* **Listed records**
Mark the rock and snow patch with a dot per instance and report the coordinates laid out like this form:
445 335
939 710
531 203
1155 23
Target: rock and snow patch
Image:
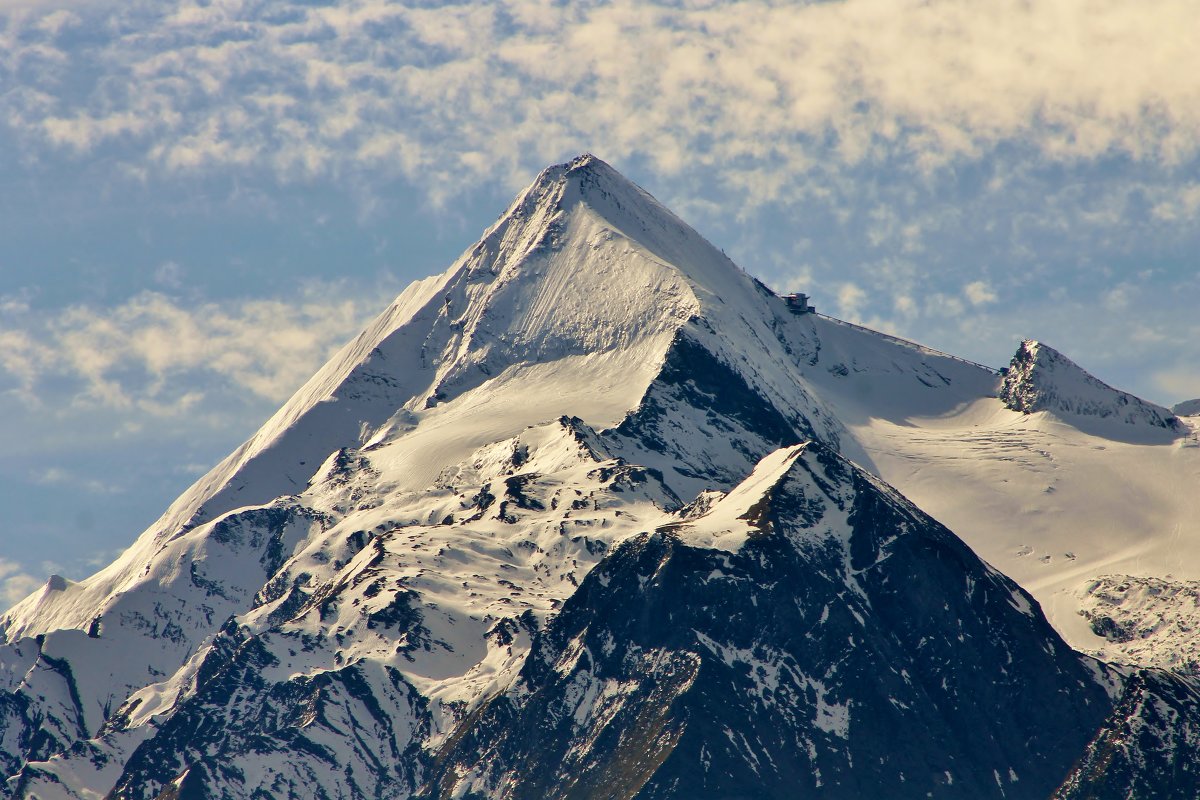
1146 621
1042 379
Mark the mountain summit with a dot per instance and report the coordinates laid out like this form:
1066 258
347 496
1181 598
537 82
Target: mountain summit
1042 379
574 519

...

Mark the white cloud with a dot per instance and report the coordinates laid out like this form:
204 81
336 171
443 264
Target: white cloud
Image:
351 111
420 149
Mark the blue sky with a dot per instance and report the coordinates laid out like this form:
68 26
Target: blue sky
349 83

...

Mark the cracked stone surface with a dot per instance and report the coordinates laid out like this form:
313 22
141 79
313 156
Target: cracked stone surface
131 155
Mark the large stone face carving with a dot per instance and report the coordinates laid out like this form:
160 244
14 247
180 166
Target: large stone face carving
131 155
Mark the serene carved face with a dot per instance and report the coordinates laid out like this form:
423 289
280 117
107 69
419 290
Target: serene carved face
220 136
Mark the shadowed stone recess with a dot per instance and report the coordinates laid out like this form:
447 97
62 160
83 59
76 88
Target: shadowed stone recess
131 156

* **Request**
From the material above, pull out every line that contains the word "serene" and copy each one in full.

* **Written response**
Mark the serene carved face with a dot per instance and report the coordinates laid out like this form:
Target: serene carved face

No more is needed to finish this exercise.